- **TASK PROMPT**:
Looking at each line of the data below, tally those that contain the word "grass" and give only the total.

[Start of section]

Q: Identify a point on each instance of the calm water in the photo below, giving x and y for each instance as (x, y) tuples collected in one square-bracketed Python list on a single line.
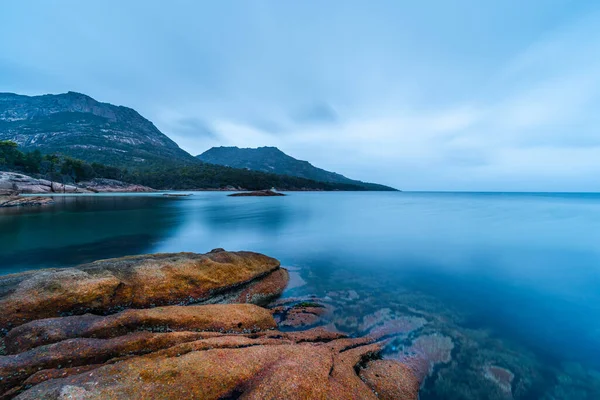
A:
[(512, 279)]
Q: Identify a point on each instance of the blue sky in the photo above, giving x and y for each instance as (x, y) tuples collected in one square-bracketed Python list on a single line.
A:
[(429, 95)]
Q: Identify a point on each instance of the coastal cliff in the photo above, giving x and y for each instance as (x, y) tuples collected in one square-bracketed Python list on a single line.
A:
[(17, 183)]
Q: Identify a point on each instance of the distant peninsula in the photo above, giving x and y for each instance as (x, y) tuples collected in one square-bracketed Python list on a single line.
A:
[(273, 160), (71, 138)]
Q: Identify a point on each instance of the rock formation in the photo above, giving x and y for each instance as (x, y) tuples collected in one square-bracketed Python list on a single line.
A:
[(127, 327), (20, 183), (258, 193)]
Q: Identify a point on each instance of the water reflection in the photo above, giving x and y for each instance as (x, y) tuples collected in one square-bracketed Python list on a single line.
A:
[(512, 279)]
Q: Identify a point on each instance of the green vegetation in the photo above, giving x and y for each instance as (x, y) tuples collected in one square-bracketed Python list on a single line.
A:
[(53, 166), (271, 160), (65, 169)]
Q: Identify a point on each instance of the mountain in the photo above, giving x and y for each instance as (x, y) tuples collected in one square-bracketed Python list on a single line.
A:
[(273, 160), (78, 126)]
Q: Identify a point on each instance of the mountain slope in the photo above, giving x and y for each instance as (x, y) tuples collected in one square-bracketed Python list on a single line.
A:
[(78, 126), (273, 160)]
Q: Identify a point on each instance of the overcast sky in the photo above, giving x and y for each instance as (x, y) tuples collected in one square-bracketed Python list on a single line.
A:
[(420, 95)]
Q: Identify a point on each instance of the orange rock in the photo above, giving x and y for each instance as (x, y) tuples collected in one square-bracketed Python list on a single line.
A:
[(265, 369), (77, 352), (391, 380), (238, 318), (145, 281)]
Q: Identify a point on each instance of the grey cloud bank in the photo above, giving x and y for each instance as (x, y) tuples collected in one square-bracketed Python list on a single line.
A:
[(428, 96)]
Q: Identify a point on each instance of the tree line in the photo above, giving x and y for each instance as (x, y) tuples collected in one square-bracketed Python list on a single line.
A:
[(67, 170)]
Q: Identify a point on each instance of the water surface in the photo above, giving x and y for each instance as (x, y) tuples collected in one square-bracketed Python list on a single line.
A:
[(512, 279)]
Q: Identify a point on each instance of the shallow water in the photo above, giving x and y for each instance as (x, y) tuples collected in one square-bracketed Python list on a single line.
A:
[(512, 280)]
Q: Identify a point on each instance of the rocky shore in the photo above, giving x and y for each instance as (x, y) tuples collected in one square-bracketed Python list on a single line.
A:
[(13, 200), (23, 184), (258, 193), (182, 325)]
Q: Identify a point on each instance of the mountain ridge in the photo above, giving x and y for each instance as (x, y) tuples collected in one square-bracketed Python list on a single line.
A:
[(76, 125), (270, 159)]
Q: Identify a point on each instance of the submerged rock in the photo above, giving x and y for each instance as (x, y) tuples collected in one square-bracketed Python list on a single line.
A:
[(145, 347), (391, 380), (234, 367), (500, 376), (258, 193)]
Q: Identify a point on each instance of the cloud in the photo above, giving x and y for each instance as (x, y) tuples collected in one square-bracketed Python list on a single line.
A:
[(317, 113), (423, 96)]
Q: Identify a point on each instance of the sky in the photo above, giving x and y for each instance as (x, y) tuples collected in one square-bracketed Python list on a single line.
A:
[(431, 95)]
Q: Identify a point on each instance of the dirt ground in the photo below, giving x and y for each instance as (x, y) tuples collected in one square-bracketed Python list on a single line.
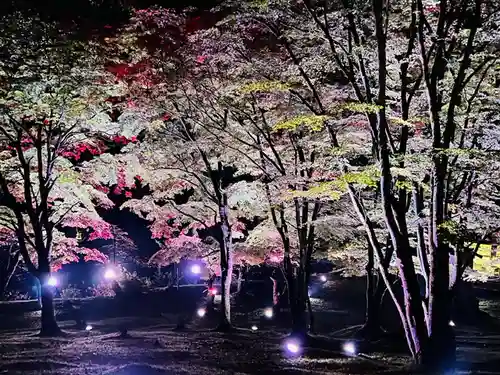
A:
[(156, 348)]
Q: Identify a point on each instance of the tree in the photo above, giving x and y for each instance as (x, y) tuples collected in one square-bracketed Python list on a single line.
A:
[(332, 57), (43, 101), (9, 259)]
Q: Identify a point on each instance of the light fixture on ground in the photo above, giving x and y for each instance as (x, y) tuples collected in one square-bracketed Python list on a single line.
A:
[(196, 269), (201, 312), (268, 312), (293, 347), (52, 281), (110, 274), (349, 348)]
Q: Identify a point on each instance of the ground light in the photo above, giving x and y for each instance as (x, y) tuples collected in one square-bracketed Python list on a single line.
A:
[(268, 312), (52, 281), (196, 269), (349, 348), (201, 312), (293, 347), (110, 274)]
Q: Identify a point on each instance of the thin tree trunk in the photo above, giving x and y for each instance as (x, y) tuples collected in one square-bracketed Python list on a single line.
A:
[(311, 316), (10, 269), (49, 326), (226, 263), (240, 279), (372, 322)]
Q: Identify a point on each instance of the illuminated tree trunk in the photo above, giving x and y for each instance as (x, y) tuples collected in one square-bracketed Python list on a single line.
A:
[(7, 270), (49, 326), (226, 264)]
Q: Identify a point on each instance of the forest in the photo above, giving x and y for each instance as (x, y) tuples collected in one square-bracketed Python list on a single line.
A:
[(274, 133)]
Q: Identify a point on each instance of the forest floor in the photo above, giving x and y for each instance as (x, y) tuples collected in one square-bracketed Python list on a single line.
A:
[(154, 347)]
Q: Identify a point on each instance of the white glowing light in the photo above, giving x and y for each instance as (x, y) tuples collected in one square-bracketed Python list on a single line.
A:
[(110, 274), (293, 347), (201, 312), (52, 281), (196, 269), (268, 313), (349, 348)]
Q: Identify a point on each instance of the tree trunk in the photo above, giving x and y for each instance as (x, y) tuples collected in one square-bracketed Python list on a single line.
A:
[(49, 326), (311, 316), (226, 263), (298, 306), (10, 269), (372, 323), (442, 349), (240, 279)]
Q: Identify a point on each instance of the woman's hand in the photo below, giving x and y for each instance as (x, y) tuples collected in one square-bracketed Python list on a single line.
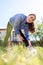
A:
[(20, 37)]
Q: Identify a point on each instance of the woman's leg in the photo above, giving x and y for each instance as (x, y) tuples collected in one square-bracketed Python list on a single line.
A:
[(25, 41), (8, 32)]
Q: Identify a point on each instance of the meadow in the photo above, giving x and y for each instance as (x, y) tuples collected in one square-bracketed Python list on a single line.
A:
[(21, 55)]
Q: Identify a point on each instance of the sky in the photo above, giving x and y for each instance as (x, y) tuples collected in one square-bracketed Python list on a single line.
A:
[(9, 8)]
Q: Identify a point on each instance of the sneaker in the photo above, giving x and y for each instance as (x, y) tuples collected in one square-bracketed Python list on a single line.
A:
[(30, 47)]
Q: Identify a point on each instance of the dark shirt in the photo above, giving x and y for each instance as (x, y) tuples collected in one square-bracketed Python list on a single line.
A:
[(19, 22)]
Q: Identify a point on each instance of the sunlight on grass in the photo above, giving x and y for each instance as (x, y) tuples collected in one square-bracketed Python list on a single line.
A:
[(21, 55)]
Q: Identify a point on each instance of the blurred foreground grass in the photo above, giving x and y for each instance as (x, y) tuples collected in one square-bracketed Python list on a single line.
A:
[(20, 55)]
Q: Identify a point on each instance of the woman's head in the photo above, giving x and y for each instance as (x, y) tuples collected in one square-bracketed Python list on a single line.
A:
[(31, 18), (32, 27)]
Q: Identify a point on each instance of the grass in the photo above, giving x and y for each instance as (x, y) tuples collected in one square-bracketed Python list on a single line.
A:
[(20, 55)]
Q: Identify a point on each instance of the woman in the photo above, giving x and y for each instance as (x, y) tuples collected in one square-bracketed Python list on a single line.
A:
[(21, 21)]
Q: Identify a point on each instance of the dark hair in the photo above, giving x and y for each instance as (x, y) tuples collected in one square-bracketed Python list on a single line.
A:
[(33, 15), (31, 27)]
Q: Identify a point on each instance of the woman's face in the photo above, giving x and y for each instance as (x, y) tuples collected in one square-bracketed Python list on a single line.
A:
[(30, 18)]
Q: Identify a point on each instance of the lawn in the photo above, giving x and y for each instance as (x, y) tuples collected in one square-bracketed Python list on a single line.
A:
[(21, 55)]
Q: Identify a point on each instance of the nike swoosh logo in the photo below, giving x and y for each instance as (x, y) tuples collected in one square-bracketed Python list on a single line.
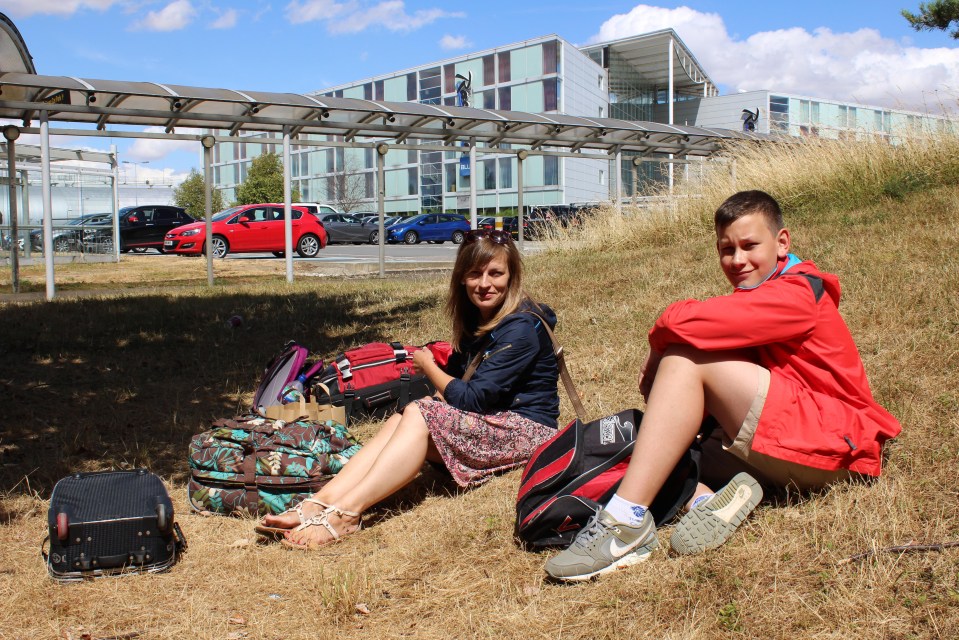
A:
[(742, 496), (618, 551)]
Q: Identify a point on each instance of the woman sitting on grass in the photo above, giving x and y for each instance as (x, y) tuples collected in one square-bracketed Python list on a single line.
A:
[(491, 423)]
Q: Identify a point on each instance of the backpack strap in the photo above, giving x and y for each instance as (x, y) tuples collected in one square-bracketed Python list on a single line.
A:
[(563, 371), (816, 283)]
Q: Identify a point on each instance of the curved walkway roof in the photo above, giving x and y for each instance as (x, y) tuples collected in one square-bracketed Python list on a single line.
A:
[(23, 96)]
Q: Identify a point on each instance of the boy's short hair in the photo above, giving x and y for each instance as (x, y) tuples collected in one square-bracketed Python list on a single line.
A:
[(745, 203)]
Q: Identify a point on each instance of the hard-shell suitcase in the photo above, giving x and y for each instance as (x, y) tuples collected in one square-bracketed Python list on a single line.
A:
[(109, 523), (377, 378)]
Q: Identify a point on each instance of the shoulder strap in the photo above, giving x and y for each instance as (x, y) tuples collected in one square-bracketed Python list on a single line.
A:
[(816, 283), (474, 363), (563, 371), (560, 362)]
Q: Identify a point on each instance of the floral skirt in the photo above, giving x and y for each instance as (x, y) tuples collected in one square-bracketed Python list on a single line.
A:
[(474, 446)]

[End of section]

- **TASK RESULT**:
4